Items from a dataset
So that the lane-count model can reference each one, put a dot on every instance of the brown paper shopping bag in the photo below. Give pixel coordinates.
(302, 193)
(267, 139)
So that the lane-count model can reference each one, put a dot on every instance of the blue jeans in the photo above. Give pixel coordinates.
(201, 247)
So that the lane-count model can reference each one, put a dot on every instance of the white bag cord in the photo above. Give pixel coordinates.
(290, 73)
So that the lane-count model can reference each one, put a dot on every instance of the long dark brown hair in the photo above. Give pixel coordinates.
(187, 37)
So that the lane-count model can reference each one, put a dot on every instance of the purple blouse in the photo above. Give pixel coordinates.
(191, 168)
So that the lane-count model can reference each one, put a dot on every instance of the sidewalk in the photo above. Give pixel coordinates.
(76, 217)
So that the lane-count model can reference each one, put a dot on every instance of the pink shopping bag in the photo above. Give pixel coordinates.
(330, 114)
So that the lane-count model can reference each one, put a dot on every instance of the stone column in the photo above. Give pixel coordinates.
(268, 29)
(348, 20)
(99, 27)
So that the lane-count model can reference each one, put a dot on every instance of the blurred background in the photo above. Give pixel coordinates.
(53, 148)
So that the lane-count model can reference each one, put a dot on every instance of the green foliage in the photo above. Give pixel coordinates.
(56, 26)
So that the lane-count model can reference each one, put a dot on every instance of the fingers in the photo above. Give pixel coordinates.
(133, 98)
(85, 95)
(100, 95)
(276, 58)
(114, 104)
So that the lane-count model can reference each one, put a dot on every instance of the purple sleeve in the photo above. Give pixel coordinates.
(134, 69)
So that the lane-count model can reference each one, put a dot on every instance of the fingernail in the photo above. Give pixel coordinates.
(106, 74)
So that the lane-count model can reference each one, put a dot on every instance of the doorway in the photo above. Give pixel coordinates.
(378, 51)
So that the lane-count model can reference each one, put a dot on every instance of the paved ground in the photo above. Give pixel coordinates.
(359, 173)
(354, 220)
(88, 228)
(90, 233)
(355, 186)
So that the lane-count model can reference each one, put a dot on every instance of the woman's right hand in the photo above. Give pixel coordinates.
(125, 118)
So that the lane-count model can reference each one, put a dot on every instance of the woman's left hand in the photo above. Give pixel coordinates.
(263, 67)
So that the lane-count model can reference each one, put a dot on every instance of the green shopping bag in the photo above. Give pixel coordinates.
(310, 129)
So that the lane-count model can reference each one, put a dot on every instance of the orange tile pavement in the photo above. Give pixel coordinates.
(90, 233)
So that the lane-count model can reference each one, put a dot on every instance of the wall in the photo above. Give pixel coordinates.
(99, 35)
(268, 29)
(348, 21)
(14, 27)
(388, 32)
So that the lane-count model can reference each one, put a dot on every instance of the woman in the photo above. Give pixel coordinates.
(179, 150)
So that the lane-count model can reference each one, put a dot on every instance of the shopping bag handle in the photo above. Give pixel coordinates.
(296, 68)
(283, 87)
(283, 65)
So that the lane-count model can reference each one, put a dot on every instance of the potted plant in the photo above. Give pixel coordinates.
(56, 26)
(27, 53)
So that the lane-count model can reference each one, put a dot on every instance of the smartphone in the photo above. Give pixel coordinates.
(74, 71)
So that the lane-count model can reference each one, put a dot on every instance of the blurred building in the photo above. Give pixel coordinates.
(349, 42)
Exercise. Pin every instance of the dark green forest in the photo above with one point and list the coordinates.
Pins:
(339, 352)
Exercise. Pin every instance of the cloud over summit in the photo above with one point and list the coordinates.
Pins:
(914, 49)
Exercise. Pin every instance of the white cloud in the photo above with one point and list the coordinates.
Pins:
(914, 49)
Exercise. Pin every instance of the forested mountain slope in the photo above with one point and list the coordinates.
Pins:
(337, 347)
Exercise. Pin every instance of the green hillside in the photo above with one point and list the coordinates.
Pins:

→ Work required:
Make an exact copy of the listing, including every line.

→ Task result:
So that the lane-count model can reference each one, put a dot on every instance of the brown paper shopping bag in the photo below. Give pixel coordinates.
(302, 193)
(267, 139)
So that the lane-count model can reference each one, put a dot on every instance of the blue jeans in the photo above. Give pixel coordinates.
(201, 247)
So that the lane-count model can reference each one, put a dot on every instance of the white bag cord in the photo above. Give pixel coordinates.
(290, 73)
So that the lane-count model can reference each one, put a dot on every instance of the long dark brown hair in the photo above. Give pixel coordinates.
(187, 37)
So that the lane-count model can reference each one, put a dot on every instance of the purple blouse in the photo above. Give pixel coordinates.
(191, 168)
So that the lane-count model can reference each one, put a dot on every instance of the sidewalk in the photo above. Give pixel coordinates.
(76, 217)
So that the lane-count model can reference each one, put a dot on every instance of the pink shopping bag in the photo above. Give pixel coordinates.
(330, 114)
So that the lane-count model can reference each one, put a dot on every instance of the stone column in the photo above. Give pixel coordinates.
(268, 29)
(348, 20)
(99, 27)
So that the lane-count model can reference each one, put a dot on every instance of the blurred background in the photo above. Give pixel coordinates.
(53, 148)
So that the lane-count model can reference each one, put a dot on every instance of the green foliage in the photo above. Give pixel coordinates.
(56, 26)
So that the lane-count model can reference each one, put a dot on every instance of the fingers in the photo above. Give pixel coordinates.
(133, 98)
(85, 95)
(100, 95)
(276, 58)
(114, 104)
So that the lane-count model can reference each one, put a dot on every instance of the purple sleeve in the photo above. Give pixel coordinates.
(134, 69)
So that the lane-count model can reference each one, put a dot on every instance of the fingernail in the photo above. Give pixel coordinates.
(106, 74)
So that the lane-count model can reference each one, put a dot on every instance of the doorway in the photo above. Give pixel coordinates.
(378, 51)
So that the lane-count model can reference each one, put a dot on every instance of the paved ground in the photo above. Give pixel coordinates.
(359, 173)
(354, 220)
(88, 228)
(90, 233)
(355, 186)
So that the lane-count model can reference each one, put a dot on every instance of the woman's right hand in the photo above. Give pixel coordinates.
(125, 118)
So that the lane-count model can reference each one, put a dot on every instance of the woman's left hand in the photo above. Give pixel coordinates.
(263, 67)
So that the lane-count model can reference each one, put a dot on every instance of the green shopping bag in the photo above. Give pixel coordinates.
(310, 129)
So that the lane-count model can reference each one, put a dot on every instance of the orange tile pavement in the photo above. Give pixel coordinates.
(90, 233)
So that the lane-count model can reference each one, put a dot on every instance of the wall in the photo above. Give pixel coordinates.
(99, 35)
(268, 29)
(348, 21)
(14, 27)
(388, 32)
So that the lane-count model can reference each one, put a dot on every instance of the woman in the photo above. Give pixel coordinates.
(179, 150)
So that the lane-count model can reference each one, put a dot on every instance of the shopping bag handle in the photo above. Give pixel coordinates.
(296, 68)
(283, 87)
(283, 65)
So that the lane-count model can reference each one, put a dot on every instance of the potted plant in the photo above. Give pixel coordinates.
(56, 26)
(27, 53)
So that the lane-count model can reference each one, put a dot on every instance of the smartphone in the photo above. Give pixel coordinates.
(74, 71)
So that the lane-count model can reference each one, put a dot on every instance of the blurred building in the photo above. Give pixel coordinates.
(349, 42)
Exercise. Pin every instance of the dark green forest in the photo above with one point and list the coordinates.
Pins:
(339, 352)
Exercise. Pin every instance of the cloud over summit in the photo above with one point and list the coordinates.
Pins:
(914, 49)
Exercise. Pin every instance of the white cloud in the photo above with one point and list the coordinates.
Pins:
(914, 49)
Exercise. Pin every instance of the forested mountain slope in the photo above with one point and list the coordinates.
Pins:
(337, 347)
Exercise. Pin every instance of the green hillside in the photo above with one point and list the coordinates.
Pins:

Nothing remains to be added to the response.